- **Required work**
Look below for the line containing "the white helmet". Output it and each remaining line of the entries exactly, and nothing else.

────────────────────

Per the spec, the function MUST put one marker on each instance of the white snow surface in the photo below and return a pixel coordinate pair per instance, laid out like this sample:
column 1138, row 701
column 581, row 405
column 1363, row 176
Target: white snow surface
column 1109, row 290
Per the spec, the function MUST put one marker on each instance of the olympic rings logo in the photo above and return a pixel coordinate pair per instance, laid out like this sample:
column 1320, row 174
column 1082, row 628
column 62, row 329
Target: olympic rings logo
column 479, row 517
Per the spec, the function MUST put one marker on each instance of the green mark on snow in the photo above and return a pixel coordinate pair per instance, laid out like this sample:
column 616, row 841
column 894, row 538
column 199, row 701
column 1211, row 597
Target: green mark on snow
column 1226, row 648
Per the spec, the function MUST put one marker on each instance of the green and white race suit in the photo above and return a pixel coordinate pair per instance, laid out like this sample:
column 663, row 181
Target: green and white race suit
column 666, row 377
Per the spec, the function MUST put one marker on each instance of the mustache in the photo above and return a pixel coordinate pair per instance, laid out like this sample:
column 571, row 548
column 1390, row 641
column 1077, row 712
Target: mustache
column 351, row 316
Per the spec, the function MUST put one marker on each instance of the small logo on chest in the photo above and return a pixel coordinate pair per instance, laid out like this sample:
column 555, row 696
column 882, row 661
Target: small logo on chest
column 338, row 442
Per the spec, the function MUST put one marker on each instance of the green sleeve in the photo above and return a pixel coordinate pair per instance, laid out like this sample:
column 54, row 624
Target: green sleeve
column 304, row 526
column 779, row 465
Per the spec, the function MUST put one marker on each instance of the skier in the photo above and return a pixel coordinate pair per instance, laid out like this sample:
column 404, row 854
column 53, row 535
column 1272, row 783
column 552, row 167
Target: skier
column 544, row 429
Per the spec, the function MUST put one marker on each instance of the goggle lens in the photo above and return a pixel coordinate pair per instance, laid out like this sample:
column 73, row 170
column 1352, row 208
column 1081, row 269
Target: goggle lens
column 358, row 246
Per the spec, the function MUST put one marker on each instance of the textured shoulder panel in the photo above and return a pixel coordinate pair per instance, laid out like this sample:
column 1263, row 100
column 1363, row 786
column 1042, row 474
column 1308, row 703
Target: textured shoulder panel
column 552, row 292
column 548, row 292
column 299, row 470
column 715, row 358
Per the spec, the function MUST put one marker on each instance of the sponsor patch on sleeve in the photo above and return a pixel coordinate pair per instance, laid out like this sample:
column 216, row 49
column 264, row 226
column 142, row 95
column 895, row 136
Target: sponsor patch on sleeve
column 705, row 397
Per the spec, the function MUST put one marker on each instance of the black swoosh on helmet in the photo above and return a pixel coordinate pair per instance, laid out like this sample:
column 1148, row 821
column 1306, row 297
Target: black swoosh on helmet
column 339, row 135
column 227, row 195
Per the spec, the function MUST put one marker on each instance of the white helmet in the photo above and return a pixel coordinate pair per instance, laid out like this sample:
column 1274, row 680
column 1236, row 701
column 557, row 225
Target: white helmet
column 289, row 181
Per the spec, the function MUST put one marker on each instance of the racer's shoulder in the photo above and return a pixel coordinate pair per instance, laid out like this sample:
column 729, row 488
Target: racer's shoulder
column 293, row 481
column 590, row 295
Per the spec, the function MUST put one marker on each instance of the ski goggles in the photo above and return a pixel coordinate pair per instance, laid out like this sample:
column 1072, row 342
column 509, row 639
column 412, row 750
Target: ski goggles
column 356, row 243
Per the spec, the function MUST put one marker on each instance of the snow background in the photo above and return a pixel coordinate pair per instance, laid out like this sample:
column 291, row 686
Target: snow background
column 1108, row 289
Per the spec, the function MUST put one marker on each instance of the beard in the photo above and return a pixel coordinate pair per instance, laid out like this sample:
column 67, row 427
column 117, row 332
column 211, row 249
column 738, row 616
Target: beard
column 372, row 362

────────────────────

- **Exercise response**
Per the spec, the function MUST put one marker on each instance of the white helmet in the photo above and return a pixel coordinate pair per instance, laid out like this sample:
column 1274, row 680
column 1236, row 701
column 557, row 225
Target: white helmet
column 289, row 181
Per the spec, the function MUST put one marker on each instance of the racer's shoulder in the photo above and return a pixel coordinate pair per instance, laid out like this sample:
column 729, row 488
Target: racer's shoulder
column 293, row 481
column 590, row 295
Per the spec, the function MUST put one marker on each instance of the ski goggles in the photo above and return a pixel coordinate pair per instance, laid out like this sample:
column 1072, row 342
column 509, row 639
column 412, row 750
Target: ski goggles
column 356, row 243
Per the spec, the function MUST put one marker on each instance of the snow background in the photo above and return a pixel coordinate pair per instance, laid out like this sample:
column 291, row 686
Target: snow background
column 1108, row 289
Per the spec, the function MUST put one marker on each instance of the beard in the photo above and return a pixel coordinate pair per instance, laid out like this sample:
column 67, row 427
column 117, row 332
column 211, row 249
column 738, row 616
Target: beard
column 372, row 362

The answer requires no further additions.